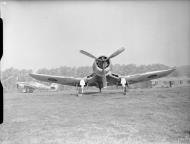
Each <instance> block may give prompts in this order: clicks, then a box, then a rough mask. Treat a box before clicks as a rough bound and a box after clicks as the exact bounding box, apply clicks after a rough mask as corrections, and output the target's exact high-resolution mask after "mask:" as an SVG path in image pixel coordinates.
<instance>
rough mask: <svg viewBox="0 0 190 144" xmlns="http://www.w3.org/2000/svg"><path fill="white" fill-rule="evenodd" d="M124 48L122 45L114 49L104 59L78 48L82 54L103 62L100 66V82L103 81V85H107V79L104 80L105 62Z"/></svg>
mask: <svg viewBox="0 0 190 144" xmlns="http://www.w3.org/2000/svg"><path fill="white" fill-rule="evenodd" d="M124 50H125V48H123V47H122V48H120V49H118V50H117V51H115V52H114V53H112V54H111V55H110V56H109V57H108V58H105V59H98V58H97V57H95V56H94V55H92V54H90V53H88V52H86V51H84V50H80V53H82V54H84V55H86V56H88V57H91V58H93V59H96V60H98V61H101V62H103V63H102V64H103V66H102V72H103V78H102V83H103V87H107V80H106V75H105V68H106V64H107V63H106V61H107V60H109V59H111V58H113V57H115V56H117V55H119V54H120V53H122V52H123V51H124Z"/></svg>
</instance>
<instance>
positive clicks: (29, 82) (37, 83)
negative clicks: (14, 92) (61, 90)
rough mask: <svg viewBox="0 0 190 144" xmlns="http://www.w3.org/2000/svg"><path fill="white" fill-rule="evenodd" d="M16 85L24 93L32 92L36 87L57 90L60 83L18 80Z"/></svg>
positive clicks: (51, 90)
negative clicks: (45, 82) (58, 85)
mask: <svg viewBox="0 0 190 144" xmlns="http://www.w3.org/2000/svg"><path fill="white" fill-rule="evenodd" d="M16 86H17V89H19V90H22V92H23V93H32V92H33V91H34V90H36V89H39V90H51V91H56V90H57V88H58V85H57V84H54V83H52V84H51V85H50V86H48V85H45V84H41V83H38V82H17V83H16Z"/></svg>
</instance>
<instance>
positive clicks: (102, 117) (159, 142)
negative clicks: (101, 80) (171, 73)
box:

» **YOUR ASSIGNMENT**
Everything from the line containing "positive clicks: (51, 90)" through the last line of the listing must be reproduced exactly, and no other line.

» **SOLUTION FOR THIS PROBLEM**
positive clicks: (51, 90)
negative clicks: (45, 82) (58, 85)
mask: <svg viewBox="0 0 190 144" xmlns="http://www.w3.org/2000/svg"><path fill="white" fill-rule="evenodd" d="M16 86H17V89H19V90H22V92H23V93H32V92H33V91H34V90H36V89H39V90H51V91H56V90H57V88H58V85H57V84H54V83H52V84H51V85H50V86H48V85H45V84H41V83H38V82H17V83H16Z"/></svg>
</instance>
<instance>
positive clicks: (102, 117) (159, 142)
negative clicks: (101, 80) (171, 73)
box:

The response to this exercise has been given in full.